_REQUIREMENT_
Your task is to print every entry below exactly as given.

_MATERIAL FOR THIS EXERCISE_
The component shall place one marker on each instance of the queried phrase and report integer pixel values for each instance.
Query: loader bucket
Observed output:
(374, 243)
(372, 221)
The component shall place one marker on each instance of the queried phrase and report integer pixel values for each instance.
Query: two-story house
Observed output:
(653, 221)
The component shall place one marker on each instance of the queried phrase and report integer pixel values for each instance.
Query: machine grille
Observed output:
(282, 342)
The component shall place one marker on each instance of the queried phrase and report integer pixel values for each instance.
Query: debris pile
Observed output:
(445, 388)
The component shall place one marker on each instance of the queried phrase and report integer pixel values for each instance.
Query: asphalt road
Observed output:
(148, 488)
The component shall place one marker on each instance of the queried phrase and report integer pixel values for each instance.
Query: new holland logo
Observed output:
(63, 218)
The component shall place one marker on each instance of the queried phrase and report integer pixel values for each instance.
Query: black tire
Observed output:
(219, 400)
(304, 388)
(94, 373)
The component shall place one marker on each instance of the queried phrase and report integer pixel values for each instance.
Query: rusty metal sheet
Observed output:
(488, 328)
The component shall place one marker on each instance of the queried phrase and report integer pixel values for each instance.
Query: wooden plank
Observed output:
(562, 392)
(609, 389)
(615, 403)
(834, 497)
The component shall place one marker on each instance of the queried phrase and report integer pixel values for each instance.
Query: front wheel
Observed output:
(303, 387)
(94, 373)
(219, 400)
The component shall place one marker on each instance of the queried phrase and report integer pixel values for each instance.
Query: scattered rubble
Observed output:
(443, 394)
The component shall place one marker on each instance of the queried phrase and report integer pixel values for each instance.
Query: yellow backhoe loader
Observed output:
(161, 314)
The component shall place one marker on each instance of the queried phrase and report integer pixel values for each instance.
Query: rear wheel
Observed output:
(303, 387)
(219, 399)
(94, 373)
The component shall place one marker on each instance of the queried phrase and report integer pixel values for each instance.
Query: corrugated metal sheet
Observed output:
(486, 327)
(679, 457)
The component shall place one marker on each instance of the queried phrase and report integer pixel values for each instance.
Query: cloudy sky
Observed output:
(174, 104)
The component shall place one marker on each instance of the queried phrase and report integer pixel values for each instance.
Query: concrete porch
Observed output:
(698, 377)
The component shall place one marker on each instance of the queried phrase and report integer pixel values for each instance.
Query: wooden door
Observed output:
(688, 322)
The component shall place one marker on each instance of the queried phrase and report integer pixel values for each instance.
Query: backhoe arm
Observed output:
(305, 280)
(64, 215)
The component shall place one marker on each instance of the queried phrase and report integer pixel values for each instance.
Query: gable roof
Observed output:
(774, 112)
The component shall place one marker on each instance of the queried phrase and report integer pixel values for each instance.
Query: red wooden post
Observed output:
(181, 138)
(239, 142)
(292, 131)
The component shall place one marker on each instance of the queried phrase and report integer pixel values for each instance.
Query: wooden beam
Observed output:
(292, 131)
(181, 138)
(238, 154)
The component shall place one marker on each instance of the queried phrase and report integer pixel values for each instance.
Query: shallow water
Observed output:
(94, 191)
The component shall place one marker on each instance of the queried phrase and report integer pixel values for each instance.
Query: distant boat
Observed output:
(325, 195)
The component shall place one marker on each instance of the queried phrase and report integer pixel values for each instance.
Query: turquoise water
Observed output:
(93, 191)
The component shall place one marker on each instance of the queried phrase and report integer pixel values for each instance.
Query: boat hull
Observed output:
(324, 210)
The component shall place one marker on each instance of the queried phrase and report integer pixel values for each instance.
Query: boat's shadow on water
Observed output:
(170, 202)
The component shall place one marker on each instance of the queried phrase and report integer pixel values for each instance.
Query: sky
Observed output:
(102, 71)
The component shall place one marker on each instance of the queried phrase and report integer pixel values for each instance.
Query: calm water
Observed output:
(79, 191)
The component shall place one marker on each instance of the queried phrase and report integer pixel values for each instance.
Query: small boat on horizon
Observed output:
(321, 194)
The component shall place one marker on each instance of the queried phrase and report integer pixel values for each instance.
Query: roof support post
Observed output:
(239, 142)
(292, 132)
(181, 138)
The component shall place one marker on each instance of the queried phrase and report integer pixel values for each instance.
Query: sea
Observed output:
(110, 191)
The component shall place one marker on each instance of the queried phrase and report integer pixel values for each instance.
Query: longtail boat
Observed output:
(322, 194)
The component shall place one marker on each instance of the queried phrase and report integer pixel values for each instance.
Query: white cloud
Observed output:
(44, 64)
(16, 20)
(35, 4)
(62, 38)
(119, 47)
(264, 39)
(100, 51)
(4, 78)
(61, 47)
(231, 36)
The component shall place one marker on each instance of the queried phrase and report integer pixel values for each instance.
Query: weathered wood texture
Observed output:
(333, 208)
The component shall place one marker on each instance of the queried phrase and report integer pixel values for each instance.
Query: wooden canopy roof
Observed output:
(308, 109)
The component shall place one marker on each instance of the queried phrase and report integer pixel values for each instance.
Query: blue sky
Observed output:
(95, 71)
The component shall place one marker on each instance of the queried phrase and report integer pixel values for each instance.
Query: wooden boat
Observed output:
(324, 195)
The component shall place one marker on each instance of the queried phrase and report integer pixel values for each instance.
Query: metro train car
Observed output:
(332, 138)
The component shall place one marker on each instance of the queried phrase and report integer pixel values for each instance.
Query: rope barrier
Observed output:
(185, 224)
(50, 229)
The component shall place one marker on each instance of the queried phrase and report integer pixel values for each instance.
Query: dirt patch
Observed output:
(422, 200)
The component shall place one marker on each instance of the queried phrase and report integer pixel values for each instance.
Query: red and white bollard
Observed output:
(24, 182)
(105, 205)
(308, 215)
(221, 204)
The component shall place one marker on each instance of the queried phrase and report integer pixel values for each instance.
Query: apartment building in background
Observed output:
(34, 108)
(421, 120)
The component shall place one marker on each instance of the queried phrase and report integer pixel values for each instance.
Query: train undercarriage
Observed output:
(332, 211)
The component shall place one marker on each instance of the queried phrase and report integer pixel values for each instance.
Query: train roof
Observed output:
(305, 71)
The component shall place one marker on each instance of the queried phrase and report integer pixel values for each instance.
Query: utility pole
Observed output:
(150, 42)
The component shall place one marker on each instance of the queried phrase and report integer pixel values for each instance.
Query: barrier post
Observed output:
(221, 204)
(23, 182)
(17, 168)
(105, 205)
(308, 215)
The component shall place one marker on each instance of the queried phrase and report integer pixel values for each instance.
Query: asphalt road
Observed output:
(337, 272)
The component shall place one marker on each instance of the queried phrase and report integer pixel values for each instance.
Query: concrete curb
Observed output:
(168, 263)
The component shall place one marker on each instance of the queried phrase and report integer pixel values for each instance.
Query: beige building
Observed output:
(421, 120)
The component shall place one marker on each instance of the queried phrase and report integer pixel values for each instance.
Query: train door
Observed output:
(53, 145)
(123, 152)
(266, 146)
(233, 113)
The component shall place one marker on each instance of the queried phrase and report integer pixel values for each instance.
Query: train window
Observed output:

_WRITTEN SOLUTION_
The component shall place one marker on each instance of the queried phrase and report integer pixel values for each instance.
Query: loader bucket
Observed output:
(374, 243)
(372, 221)
The component shall place one marker on each instance of the queried phrase and report integer pixel values for each instance.
Query: two-story house
Observed output:
(653, 221)
The component shall place one marker on each instance of the queried phrase and report integer pixel values for each instance.
Query: machine grille
Observed output:
(282, 342)
The component shall place one marker on each instance of the queried phrase and report integer pixel values for each instance.
Query: debris pile
Observed output:
(445, 388)
The component shall place one marker on each instance of the queried phrase and report integer pixel values for each instance.
Query: asphalt road
Observed output:
(148, 488)
The component shall place one marker on each instance of the queried phrase and report integer pixel values for each instance.
Query: new holland logo
Observed output:
(63, 218)
The component shall place one marker on each instance of the queried phrase and report integer pixel values for each instance.
Query: black tire
Observed output:
(219, 400)
(304, 388)
(94, 373)
The component shall place one marker on each instance of the queried phrase and report integer pixel values for each instance.
Query: rusty metal sheet
Observed output:
(488, 328)
The component shall place one marker on each instance of the queried phrase and report integer pixel values for each instance.
Query: wooden plank
Observed output:
(562, 392)
(609, 389)
(615, 403)
(834, 497)
The component shall place one marker on each instance of the queried phrase and report integer pixel values for each instance.
Query: front wheel
Observed output:
(303, 387)
(94, 373)
(219, 400)
The component shall place one marker on each instance of the queried phrase and report integer pixel values for each instance.
Query: scattered rubble
Observed output:
(443, 394)
The component shall place one marker on each instance of the queried phrase and report integer pixel values for each instance.
Query: yellow backhoe loader
Observed output:
(161, 314)
The component shall place one marker on each instance of the queried phrase and report integer pixel values for each instance.
Query: rear wheel
Observed output:
(303, 387)
(219, 399)
(94, 373)
The component shall place one marker on each instance of the queried phrase and report integer pixel values for each instance.
Query: corrugated metal sheet
Observed output:
(486, 327)
(679, 457)
The component shall place one marker on each instance of the queried phrase and report integer pixel values for each instance.
Query: cloudy sky
Observed output:
(174, 104)
The component shall place one marker on each instance of the queried phrase and report integer pixel values for each instance.
Query: concrete porch
Observed output:
(698, 377)
The component shall place one marker on each instance of the queried phrase and report integer pixel values for each instance.
Query: wooden door
Observed output:
(688, 322)
The component shall place one marker on each instance of the queried phrase and report integer pixel values for each instance.
Query: backhoe arm
Observed output:
(305, 280)
(64, 215)
The component shall place one marker on each instance of the queried phrase and report integer pixel values for each instance.
Query: gable roof
Observed output:
(774, 112)
The component shall place one marker on each instance of the queried phrase and report integer pixel values for each instance.
Query: red wooden post
Observed output:
(181, 138)
(239, 142)
(292, 131)
The component shall place one marker on each instance of the queried phrase and report integer pixel values for each instance.
Query: wooden beam
Observed output:
(292, 131)
(181, 138)
(238, 154)
The component shall place one marker on each instance of the queried phrase and report integer pixel values for each instance.
Query: shallow water
Observed output:
(94, 191)
The component shall place one marker on each instance of the queried phrase and report integer pixel values for each instance.
Query: distant boat
Observed output:
(325, 195)
The component shall place one marker on each instance of the queried phrase and report integer pixel values for each instance.
Query: turquoise water
Observed output:
(93, 191)
The component shall place one marker on each instance of the queried phrase and report integer pixel values for each instance.
Query: boat hull
Observed output:
(324, 210)
The component shall place one marker on each instance of the queried phrase and report integer pixel values for each instance.
Query: boat's shadow on water
Observed output:
(170, 202)
The component shall place one marker on each instance of the queried phrase and report integer pixel values for each instance.
Query: sky
Observed output:
(102, 71)
The component shall place one marker on each instance of the queried phrase and report integer pixel values for each instance.
Query: calm water
Observed output:
(79, 191)
The component shall place one marker on each instance of the queried phrase and report integer pixel values for each instance.
Query: small boat on horizon
Observed output:
(321, 194)
The component shall place one marker on each instance of the queried phrase and report integer pixel values for each instance.
Query: roof support post
Observed output:
(239, 142)
(292, 132)
(181, 138)
The component shall place one marker on each instance of the queried phrase and report integer pixel values for each instance.
Query: sea
Observed output:
(110, 191)
The component shall place one marker on each instance of the queried phrase and report integer pixel values for each instance.
Query: longtail boat
Observed output:
(322, 194)
The component shall place one marker on each instance of the queried phrase and report integer pixel values for each instance.
Query: white cloud
Observed output:
(44, 64)
(16, 20)
(35, 4)
(62, 38)
(119, 47)
(264, 39)
(100, 51)
(4, 78)
(61, 47)
(231, 36)
The component shall place one marker on each instance of the queried phrase and report integer pixel values for each instance.
Query: weathered wood texture
Observed output:
(333, 208)
The component shall place one marker on each instance of the queried phrase and report integer pixel values for each instance.
Query: wooden canopy roof
Observed output:
(308, 109)
The component shall place one marker on each instance of the queried phrase and report integer pixel values for each instance.
Query: blue sky
Observed output:
(95, 71)
The component shall place one marker on each instance of the queried phrase and report integer pixel values for each instance.
Query: wooden boat
Observed output:
(324, 195)
The component shall place one marker on each instance of the queried phrase and report integer pixel values for each instance.
Query: metro train car
Observed output:
(332, 138)
The component shall place one marker on each instance of the queried phrase and report integer pixel values for each instance.
Query: rope barrier
Observed output:
(185, 224)
(50, 229)
The component shall place one marker on each instance of the queried phrase and report integer pixel values for each instance.
Query: dirt patch
Observed output:
(422, 200)
The component shall place one marker on each instance of the queried phrase and report integer pixel values for each instance.
Query: red and white bollard
Observed output:
(24, 182)
(105, 205)
(308, 215)
(221, 204)
The component shall place one marker on each instance of the queried phrase and report integer pixel values for each instance.
Query: apartment building in background
Observed output:
(34, 108)
(421, 120)
The component shall place one marker on each instance of the queried phrase and report integer pixel values for each instance.
Query: train undercarriage
Observed output:
(332, 211)
The component shall place one marker on each instance of the queried phrase and report integer pixel values for each instance.
Query: train roof
Observed output:
(305, 71)
The component shall place one marker on each instance of the queried phrase and report integer pixel values for each instance.
Query: utility pole
Observed output:
(150, 42)
The component shall place one marker on each instance of the queried phrase and report integer pixel values for each instance.
Query: barrier post
Observed output:
(221, 204)
(23, 182)
(17, 168)
(105, 205)
(308, 215)
The component shall place one marker on each instance of the queried phrase and report integer pixel values for each instance.
Query: asphalt road
Observed output:
(337, 272)
The component shall place one marker on each instance of the queried phrase and report integer pixel values for each instance.
Query: concrete curb
Observed output:
(168, 263)
The component shall place one marker on each instance of the queried phrase and report integer pixel values for each instance.
Query: beige building
Observed output:
(421, 120)
The component shall place one marker on each instance of the queried phrase and report integer pixel values for each instance.
Query: train door
Observed output:
(53, 145)
(123, 152)
(266, 146)
(233, 113)
The component shall place one marker on each instance of the queried phrase and report integer pixel values for each instance.
Query: train window
Observed output:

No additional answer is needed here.